### Vorliegender Text

══════════

Dabei beginnt die Platte richtig stark mit zwei Wellenbrechern. Zugegeben, „3WW“ spaltete die Fanlager anfangs, macht sich mittlerweile aber prächtig. Natürlich schwingt – nicht nur hier – ein gewisser Radiohead-Vibe mit, freilich stürzen sich alt-J in emotionale Tiefen. Der pipifeine Minimalismus mit bewegendem Abgang und waberndem Bass mach dennoch Laune. „In Cold Blood“ ist sogar noch besser. Typische Bandsounds – etwas entrückt, etwas ausladend, schön breit – treffen auf Trompeteneinsatz. Ungewohnt? Keine Frage, aber eben auch ein Ohrwurm par excellance.

══════════

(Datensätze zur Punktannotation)
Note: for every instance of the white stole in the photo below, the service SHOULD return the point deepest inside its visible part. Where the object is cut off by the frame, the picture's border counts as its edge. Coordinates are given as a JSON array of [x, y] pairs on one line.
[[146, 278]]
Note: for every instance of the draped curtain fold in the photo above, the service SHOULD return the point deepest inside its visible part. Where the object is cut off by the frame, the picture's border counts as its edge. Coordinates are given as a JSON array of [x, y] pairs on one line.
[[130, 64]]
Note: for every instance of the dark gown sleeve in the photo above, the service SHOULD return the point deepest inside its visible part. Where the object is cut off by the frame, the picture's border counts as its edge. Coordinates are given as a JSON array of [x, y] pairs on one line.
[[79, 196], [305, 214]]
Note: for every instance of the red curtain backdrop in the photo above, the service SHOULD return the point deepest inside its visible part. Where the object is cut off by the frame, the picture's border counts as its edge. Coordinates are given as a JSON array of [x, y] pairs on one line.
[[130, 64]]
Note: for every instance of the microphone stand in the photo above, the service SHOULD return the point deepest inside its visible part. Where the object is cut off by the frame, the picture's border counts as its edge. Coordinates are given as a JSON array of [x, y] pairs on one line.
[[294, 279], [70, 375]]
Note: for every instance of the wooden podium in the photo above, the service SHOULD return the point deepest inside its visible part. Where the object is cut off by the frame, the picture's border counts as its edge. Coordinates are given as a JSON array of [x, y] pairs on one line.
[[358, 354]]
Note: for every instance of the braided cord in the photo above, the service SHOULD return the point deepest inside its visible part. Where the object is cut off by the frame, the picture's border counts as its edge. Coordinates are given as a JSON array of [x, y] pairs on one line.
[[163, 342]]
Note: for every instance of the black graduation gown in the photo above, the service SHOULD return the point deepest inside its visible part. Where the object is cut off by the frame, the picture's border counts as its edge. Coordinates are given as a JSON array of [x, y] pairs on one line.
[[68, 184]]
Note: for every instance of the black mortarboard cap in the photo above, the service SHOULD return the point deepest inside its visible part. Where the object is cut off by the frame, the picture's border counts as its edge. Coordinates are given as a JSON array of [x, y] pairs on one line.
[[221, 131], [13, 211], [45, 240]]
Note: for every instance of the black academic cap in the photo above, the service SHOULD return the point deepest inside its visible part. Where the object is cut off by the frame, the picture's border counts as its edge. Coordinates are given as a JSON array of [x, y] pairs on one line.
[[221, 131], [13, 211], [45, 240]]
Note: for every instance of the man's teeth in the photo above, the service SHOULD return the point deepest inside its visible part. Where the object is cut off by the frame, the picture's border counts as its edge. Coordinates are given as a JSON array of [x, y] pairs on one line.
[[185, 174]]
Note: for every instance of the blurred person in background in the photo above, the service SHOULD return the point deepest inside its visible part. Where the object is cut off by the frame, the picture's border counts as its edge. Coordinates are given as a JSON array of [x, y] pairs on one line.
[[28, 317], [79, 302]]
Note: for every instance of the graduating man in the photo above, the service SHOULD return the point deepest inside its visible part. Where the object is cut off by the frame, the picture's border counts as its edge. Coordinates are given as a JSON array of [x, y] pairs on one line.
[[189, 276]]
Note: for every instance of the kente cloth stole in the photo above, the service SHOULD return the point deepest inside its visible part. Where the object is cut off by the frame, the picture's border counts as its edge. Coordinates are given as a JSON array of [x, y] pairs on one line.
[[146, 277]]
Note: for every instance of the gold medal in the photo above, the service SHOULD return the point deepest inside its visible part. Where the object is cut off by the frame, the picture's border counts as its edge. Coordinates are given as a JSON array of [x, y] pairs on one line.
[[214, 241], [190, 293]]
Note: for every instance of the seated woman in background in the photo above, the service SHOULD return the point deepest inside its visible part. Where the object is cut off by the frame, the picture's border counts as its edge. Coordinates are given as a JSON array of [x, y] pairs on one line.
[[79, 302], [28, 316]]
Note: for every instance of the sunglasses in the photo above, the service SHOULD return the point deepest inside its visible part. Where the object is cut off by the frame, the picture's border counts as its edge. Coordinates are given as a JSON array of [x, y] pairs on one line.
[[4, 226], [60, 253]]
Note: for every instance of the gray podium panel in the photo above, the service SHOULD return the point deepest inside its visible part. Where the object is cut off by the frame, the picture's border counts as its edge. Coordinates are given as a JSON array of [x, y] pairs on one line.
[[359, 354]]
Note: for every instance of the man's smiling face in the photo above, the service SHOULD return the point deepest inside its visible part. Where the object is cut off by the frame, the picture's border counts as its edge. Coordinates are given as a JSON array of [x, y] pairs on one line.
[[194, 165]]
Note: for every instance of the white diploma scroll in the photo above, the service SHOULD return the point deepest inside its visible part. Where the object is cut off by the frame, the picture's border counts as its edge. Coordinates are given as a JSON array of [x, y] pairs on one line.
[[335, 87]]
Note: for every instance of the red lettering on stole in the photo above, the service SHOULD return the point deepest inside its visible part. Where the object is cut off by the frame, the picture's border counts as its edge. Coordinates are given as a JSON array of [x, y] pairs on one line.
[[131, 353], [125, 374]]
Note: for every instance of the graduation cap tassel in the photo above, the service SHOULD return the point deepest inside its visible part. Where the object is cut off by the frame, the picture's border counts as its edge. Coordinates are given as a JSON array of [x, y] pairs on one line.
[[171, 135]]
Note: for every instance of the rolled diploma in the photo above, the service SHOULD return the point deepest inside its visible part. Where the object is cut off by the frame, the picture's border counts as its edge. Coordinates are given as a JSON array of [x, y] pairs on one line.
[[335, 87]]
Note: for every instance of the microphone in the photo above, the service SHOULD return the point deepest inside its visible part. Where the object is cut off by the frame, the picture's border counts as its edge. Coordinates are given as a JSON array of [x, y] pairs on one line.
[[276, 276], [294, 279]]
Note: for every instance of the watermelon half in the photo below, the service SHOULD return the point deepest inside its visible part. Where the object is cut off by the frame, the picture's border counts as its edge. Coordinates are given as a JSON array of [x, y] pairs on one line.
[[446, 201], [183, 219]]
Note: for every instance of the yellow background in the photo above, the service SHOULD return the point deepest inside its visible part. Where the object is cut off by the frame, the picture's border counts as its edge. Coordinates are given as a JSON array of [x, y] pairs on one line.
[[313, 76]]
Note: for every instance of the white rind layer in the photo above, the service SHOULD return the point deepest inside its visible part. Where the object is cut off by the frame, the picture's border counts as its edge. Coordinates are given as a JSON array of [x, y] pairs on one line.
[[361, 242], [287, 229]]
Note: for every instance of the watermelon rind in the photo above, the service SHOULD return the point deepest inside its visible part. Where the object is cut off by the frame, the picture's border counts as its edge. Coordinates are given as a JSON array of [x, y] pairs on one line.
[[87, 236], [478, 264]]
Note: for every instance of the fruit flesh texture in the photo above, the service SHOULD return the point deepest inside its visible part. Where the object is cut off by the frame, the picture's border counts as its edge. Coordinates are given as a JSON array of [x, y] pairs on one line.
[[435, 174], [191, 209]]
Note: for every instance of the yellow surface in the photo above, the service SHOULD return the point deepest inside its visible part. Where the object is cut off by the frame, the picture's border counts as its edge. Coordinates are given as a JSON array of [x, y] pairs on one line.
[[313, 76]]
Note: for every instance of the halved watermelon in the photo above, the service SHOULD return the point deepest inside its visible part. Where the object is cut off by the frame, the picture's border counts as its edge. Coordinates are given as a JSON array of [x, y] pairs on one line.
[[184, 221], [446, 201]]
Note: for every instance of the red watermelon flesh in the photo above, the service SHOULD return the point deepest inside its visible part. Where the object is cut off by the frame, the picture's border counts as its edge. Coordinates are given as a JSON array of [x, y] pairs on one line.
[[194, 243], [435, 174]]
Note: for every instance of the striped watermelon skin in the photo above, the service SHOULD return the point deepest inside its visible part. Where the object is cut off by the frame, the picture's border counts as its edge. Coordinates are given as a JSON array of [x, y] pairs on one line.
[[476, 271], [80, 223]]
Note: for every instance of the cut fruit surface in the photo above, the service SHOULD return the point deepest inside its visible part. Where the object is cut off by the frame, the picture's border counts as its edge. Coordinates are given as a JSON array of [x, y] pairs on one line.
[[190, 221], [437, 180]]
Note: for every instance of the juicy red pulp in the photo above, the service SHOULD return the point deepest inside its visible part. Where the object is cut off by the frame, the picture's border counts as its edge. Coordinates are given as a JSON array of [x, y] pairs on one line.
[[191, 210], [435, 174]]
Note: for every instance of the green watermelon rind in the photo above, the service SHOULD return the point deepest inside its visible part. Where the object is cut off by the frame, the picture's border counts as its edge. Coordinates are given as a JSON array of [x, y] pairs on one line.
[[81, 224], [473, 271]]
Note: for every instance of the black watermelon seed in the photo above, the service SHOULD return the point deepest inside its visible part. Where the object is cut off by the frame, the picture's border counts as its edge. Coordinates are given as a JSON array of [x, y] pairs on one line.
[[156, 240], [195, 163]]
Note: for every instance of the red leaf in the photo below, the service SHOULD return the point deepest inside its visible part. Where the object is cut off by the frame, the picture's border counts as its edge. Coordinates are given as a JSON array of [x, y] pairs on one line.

══════════

### Aufgaben
a - Übertragen Sie aus der Plattenkritik wortgetreu den Abschnitt, der mit „Dabei beginnt die“ beginnt und mit „Ohrwurm par excellance.“ endet.
b - Prüfen Sie anhand der Plattenkritik, ob die folgenden Aussagen zutreffen, und antworten Sie jeweils mit Ja oder Nein samt der entscheidenden Textstelle als genauem Zitat: (i) „3WW“ spaltete die Fanlager anfangs. (ii) „In Cold Blood“ fällt gegenüber „3WW“ ab. (iii) Die Platte beginnt schwach.

### Ergebnisse
a -
Dabei beginnt die Platte richtig stark mit zwei Wellenbrechern. Zugegeben, „3WW“ spaltete die Fanlager anfangs, macht sich mittlerweile aber prächtig. Natürlich schwingt – nicht nur hier – ein gewisser Radiohead-Vibe mit, freilich stürzen sich alt-J in emotionale Tiefen. Der pipifeine Minimalismus mit bewegendem Abgang und waberndem Bass mach dennoch Laune. „In Cold Blood“ ist sogar noch besser. Typische Bandsounds – etwas entrückt, etwas ausladend, schön breit – treffen auf Trompeteneinsatz. Ungewohnt? Keine Frage, aber eben auch ein Ohrwurm par excellance.

b -
(i) Ja: „„3WW“ spaltete die Fanlager anfangs“
(ii) Nein: „„In Cold Blood“ ist sogar noch besser.“
(iii) Nein: „Dabei beginnt die Platte richtig stark mit zwei Wellenbrechern.“